* Required actions *
a – Substitute "financial sector" for "banking sector" in the passage on Qatar's banking sector below, and reproduce it starting at "Consolidation in the" and ending at "focus on M&As.".
b – Proceed with the passage on Qatar's banking sector below by writing what follows its final sentence.

* Text for analysis *
★ ★ ★ ★ ★ ★ ★
Consolidation in the banking sector will help create a strong foundation, hopefully laying the groundwork for future growth.
Despite headwinds from persistent geopolitical tensions and the global COVID-19 pandemic, Qatar’s banking sector is positioned to emerge from 2020 stronger than ever thanks, in part, to a renewed focus on M&As.
An important pillar of Qatari economy, the banking system is composed of 18 regulated banks, three financial institutions, and two investment companies, according to the Qatar Central Bank (QCB). Additionally, at the end of 2019, the Qatari Stock Exchange (QSE) listed 13 companies operating in the banking and financial services sectors with more than 35.5 million subscribed shares, including the biggest lender by assets in the GCC, Qatar National Bank, according to the Qatari Financial Markets Authority (QFMA). As each of these institutions weather the economic storm wrought by the pandemic, the government has deployed a number of supports.
★ ★ ★ ★ ★ ★ ★
* Recorded data *

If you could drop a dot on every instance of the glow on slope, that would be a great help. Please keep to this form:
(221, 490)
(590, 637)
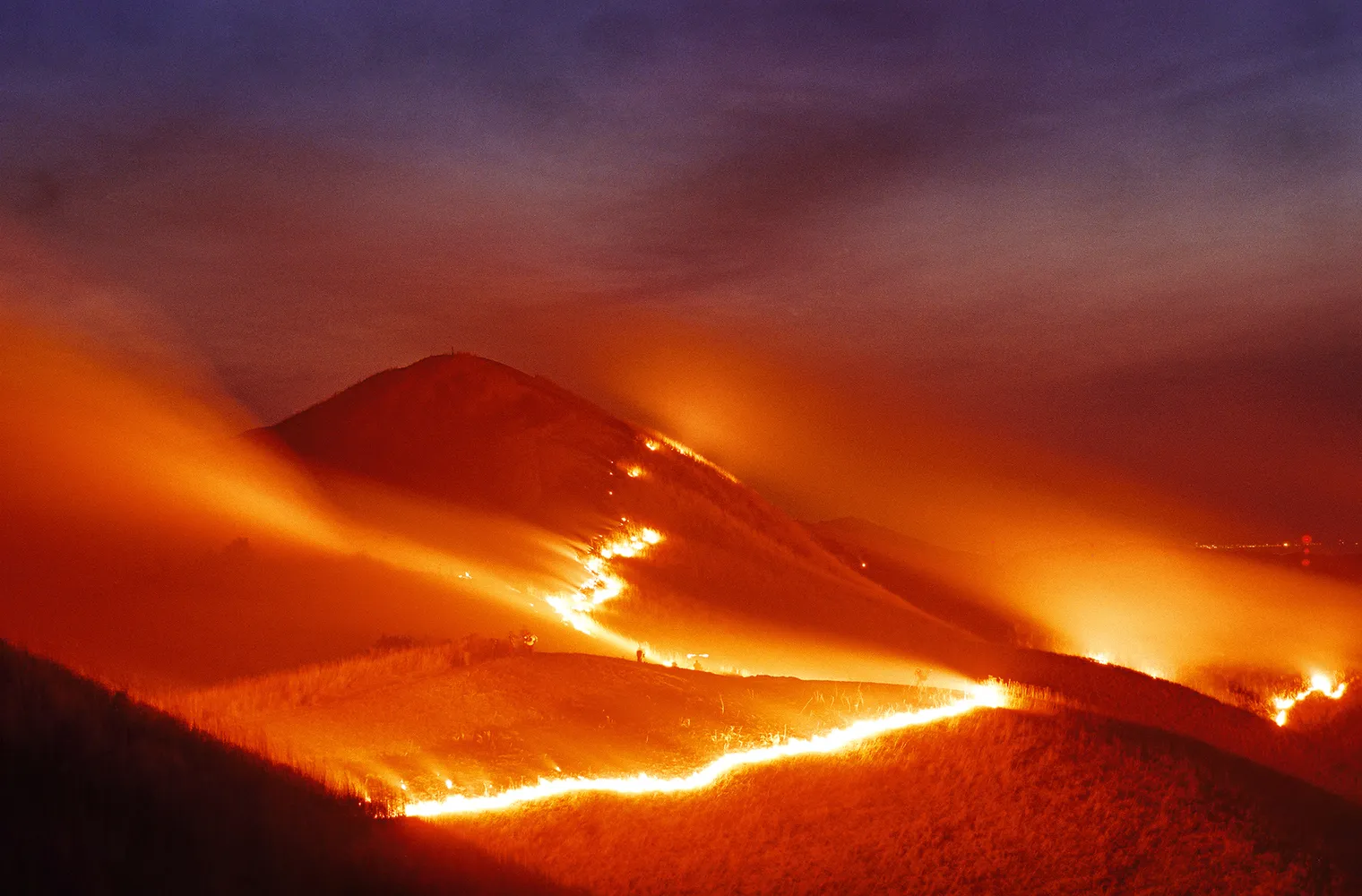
★ ★ ★ ★ ★ ★ ★
* Task results *
a –
Consolidation in the financial sector will help create a strong foundation, hopefully laying the groundwork for future growth.
Despite headwinds from persistent geopolitical tensions and the global COVID-19 pandemic, Qatar’s financial sector is positioned to emerge from 2020 stronger than ever thanks, in part, to a renewed focus on M&As.

b –
As the extent of the economic disruptions began to take shape, the QCB took decisive action, rolling out aid programs aimed at supporting the private sector. In an interview with TBY, Rashid Bin Ali Al Mansoor, CEO of QSE, lauded the stimulus and efforts made by the government to support the sector and the broader economy, noting that the recent QAR 35-millon injection “brought a huge relief” and positively impacted trading volumes on the exchange.
Additional efforts have included reductions to the lending rate, deposit rate, and repurchase rate of between 50-100 basis points and guarantees to local banks totaling QAR3 billion, among others. Further, the banking sector has been one the key vehicles for delivering support to the entire Qatari economy, as evidenced by the six-month moratorium on private sector loans and other financial obligations. By taking such proactive steps, the sector has solidified its status within the Qatari economy and helped inject resilience into what might have been a truly beleaguered economy. The government and the banking sector have forged an important partnership as they work support commerce across the country, but as the landscape of the post-COVID world begins to take shape, many banking professionals are considering M&As as a way to ensure the long-term health and prosperity of the sector.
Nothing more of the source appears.